**Problem 1**
In the records, rewrite the part that opens with the line containing "query (the noun phrase to segment): man's hand" and closes with the line containing "POLYGON ((308 380, 327", replacing "even-odd rule" with "nonzero winding rule" and leaving everything else as it is. Return only those lines.

**Extract**
* Start *

On June 24, 1992, the Supreme Court rendered its decision in Lee v. Weisman, 505 U.S. ___, 112 S.Ct. 2649, 120 L.Ed.2d 467 (1992), and thereafter plaintiffs filed a motion to reopen these proceedings and conduct further discovery.

Upon reviewing the Lee decision, together with the briefing submitted by the parties, the court found good cause for reopening this case, for allowing further discovery, and for permitting the parties to submit supplemental briefing regarding plaintiffs' and intervenors' previous cross-motions for summary judgment. See Order Grant.Mot., Reopening Case, Set. Deadlines, filed Jan. 29, 1993.

Now, having carefully reviewed the supplemental briefing submitted by the parties, along with numerous affidavits, deposition excerpts and exhibits, the court is prepared to enter its rulings.

The court has determined that further oral argument would not significantly aid the decision-making process. Therefore, in the interest of arriving at a prompt resolution to these proceedings in advance of any upcoming graduation ceremonies which may be affected by such rulings, the court shall base its decisions on the written record together with the court's recollection of the oral arguments previously presented on behalf of the parties.

Based on the analysis to follow, the court shall deny plaintiffs' Motion for Summary Judgment, which ultimately seeks to enjoin prayer from taking place at future graduations in Joint School District No. 241 because such prayer allegedly violates the Idaho Constitution as well as the United States Constitution. And, the court shall grant Intervenors' Motion for Summary Judgment on Plaintiff[s'] Complaint and on Intervenors' Counterclaim to the extent that Joint School District No. 241 shall be able to continue the practice of allowing each senior class to dictate the content and form of graduation ceremonies, including the determination as to whether some sort of "prayer," or, conversely, no prayer at all, will be part of such ceremonies.

* End *

**Dataset entries**
* Start *

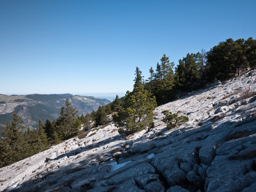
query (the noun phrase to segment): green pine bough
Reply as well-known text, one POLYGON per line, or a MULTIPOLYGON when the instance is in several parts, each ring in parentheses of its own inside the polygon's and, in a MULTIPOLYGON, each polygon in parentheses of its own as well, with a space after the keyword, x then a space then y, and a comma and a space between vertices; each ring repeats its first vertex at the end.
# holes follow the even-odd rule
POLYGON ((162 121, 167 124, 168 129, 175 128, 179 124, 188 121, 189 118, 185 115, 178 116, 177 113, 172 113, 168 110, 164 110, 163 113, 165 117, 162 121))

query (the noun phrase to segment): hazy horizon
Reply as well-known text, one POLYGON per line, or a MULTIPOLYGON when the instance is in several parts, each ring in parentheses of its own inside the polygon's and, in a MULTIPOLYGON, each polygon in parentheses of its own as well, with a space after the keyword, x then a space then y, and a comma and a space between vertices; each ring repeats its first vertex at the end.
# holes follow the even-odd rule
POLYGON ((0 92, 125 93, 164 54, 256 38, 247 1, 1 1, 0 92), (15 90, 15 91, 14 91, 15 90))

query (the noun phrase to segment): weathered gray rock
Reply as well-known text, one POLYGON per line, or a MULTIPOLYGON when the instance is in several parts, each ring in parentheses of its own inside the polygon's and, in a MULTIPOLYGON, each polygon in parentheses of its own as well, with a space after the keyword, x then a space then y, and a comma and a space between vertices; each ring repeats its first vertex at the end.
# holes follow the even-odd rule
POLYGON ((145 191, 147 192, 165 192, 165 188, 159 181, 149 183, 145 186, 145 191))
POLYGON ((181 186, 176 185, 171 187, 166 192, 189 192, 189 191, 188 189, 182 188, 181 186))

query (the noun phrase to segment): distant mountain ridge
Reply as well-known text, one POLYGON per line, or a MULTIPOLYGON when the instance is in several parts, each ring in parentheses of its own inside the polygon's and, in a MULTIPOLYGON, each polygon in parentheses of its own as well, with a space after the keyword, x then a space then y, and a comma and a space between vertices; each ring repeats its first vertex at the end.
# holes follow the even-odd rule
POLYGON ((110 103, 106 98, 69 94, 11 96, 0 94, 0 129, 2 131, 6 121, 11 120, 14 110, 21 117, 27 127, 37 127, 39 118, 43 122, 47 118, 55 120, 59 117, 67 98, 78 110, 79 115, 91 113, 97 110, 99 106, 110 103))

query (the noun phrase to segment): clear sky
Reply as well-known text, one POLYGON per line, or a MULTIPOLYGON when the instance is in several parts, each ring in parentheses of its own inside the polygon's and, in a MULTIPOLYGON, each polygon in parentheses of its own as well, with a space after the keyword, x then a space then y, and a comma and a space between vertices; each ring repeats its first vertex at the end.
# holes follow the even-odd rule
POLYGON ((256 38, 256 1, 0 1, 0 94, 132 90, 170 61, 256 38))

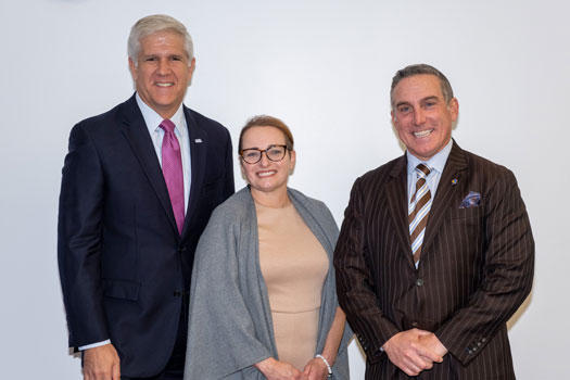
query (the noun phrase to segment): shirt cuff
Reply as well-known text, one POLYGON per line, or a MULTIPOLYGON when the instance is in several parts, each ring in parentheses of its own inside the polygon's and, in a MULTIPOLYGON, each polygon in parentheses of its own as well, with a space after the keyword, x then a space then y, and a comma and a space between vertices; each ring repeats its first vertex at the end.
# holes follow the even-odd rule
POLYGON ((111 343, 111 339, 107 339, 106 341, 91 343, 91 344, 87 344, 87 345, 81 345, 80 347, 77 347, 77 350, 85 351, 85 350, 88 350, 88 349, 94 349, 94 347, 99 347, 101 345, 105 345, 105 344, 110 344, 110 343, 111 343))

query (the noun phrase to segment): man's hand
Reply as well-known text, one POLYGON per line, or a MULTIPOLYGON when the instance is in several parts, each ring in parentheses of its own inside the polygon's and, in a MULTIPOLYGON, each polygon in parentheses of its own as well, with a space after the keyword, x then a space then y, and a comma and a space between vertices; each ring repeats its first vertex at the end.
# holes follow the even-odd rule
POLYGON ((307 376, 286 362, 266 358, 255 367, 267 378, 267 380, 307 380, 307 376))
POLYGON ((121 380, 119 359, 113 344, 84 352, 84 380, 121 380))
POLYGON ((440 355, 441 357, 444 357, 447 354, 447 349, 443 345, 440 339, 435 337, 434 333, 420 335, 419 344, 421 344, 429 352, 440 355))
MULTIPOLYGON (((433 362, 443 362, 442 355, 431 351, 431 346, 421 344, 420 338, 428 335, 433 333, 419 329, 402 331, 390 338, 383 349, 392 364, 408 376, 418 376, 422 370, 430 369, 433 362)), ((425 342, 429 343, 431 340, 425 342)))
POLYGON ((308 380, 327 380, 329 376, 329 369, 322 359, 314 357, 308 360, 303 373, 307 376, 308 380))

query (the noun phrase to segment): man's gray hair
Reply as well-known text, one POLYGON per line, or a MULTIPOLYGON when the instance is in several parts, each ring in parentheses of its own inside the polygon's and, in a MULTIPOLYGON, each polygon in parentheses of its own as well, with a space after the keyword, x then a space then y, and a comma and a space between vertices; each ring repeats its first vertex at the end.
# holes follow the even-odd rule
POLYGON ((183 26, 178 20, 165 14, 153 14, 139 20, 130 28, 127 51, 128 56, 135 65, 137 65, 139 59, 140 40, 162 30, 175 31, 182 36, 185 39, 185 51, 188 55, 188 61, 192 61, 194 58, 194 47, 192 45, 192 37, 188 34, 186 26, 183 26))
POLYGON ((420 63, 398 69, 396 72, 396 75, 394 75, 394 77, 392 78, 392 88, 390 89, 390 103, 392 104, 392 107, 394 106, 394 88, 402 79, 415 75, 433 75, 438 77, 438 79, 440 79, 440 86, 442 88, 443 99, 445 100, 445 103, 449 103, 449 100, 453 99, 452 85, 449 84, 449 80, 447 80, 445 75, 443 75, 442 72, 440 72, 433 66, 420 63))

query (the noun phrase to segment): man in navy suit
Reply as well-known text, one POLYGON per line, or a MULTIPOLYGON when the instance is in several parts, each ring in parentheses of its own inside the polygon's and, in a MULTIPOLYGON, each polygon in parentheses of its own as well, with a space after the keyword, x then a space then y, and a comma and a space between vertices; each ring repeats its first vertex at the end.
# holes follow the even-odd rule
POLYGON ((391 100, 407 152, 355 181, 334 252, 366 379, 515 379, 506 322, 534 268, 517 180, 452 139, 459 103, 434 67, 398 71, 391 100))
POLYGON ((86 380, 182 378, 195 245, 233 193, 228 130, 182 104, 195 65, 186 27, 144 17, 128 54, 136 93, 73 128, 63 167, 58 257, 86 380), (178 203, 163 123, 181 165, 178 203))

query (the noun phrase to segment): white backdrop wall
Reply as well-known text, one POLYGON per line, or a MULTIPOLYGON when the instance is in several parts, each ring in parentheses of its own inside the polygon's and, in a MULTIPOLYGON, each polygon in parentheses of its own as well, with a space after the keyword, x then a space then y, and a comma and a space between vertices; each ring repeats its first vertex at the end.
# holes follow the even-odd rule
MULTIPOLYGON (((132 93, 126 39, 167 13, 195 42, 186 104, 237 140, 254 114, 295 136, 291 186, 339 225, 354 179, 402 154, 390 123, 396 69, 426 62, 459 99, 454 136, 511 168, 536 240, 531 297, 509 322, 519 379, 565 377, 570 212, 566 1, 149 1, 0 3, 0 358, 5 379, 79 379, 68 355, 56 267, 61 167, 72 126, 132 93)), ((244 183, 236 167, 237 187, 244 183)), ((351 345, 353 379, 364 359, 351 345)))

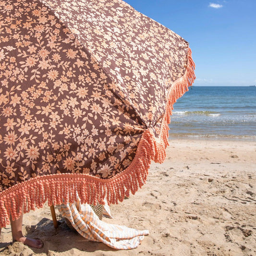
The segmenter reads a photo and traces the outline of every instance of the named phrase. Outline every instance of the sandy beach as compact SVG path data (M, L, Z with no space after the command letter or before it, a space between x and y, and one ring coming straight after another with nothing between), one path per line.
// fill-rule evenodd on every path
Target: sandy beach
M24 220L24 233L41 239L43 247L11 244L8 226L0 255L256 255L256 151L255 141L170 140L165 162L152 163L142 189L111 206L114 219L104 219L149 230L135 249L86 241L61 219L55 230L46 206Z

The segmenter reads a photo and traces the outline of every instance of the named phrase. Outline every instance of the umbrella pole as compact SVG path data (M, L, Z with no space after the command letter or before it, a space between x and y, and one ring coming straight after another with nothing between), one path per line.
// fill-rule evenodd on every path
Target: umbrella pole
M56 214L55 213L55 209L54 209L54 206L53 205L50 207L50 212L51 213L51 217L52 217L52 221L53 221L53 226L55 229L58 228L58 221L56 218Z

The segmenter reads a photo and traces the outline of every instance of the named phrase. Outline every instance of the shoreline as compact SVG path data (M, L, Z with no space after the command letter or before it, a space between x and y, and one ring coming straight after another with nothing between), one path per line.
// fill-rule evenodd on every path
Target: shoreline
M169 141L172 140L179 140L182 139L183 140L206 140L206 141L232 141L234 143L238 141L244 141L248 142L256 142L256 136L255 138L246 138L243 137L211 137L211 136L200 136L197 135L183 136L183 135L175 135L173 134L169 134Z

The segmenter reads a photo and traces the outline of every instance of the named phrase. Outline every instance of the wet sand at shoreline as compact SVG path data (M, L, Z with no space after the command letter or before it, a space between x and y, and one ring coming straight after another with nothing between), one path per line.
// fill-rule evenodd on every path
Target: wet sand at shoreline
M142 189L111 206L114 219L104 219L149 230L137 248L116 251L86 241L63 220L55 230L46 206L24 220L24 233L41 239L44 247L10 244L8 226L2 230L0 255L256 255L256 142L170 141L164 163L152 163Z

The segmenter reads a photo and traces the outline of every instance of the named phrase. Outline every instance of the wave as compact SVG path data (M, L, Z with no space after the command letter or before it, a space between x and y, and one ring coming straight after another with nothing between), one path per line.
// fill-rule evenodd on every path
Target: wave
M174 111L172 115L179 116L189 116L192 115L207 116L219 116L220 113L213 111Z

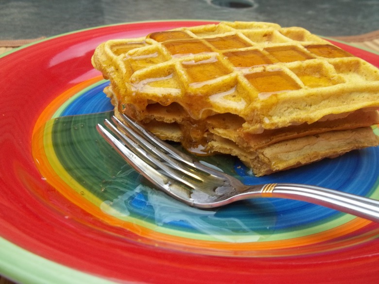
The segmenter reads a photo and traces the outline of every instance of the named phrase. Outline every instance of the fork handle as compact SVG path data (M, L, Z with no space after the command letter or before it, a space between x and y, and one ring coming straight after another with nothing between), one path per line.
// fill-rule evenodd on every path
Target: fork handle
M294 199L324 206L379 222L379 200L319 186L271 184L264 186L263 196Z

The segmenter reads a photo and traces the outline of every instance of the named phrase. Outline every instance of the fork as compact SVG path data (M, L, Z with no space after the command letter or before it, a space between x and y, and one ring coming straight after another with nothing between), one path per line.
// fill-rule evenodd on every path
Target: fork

* End *

**Problem 2**
Answer these questions using the court ruling:
(a) On what date did the Supreme Court decide Lee v. Weisman?
(b) On what date was the order reopening the case filed?
(c) Which school district do the rulings concern?

**Solution 1**
query (the noun phrase to segment): man's hand
Reply as well-known text, one POLYGON per line, or a MULTIPOLYGON when the instance is in several parts, each ring in parentheses of its own inside the polygon's and, in a MULTIPOLYGON, each polygon in parentheses of its own as well, with a space after the keyword, x then a space then y, and a comma and a space between vertices; each ring repeats its first vertex at the end.
# holes follow the nonzero winding rule
POLYGON ((307 376, 286 362, 266 358, 255 367, 267 378, 267 380, 307 380, 307 376))
POLYGON ((121 380, 119 359, 113 344, 84 352, 84 380, 121 380))
POLYGON ((440 355, 441 357, 444 357, 447 354, 447 349, 443 345, 440 339, 435 337, 434 333, 420 335, 419 344, 421 344, 429 352, 440 355))
MULTIPOLYGON (((433 362, 443 362, 442 355, 431 351, 431 346, 421 344, 420 338, 428 335, 433 333, 419 329, 402 331, 390 338, 383 349, 392 364, 408 376, 418 376, 422 370, 430 369, 433 362)), ((425 342, 429 343, 431 340, 425 342)))
POLYGON ((308 380, 327 380, 329 376, 329 369, 322 359, 314 357, 308 360, 303 373, 307 376, 308 380))

**Solution 2**
(a) June 24, 1992
(b) Jan. 29, 1993
(c) Joint School District No. 241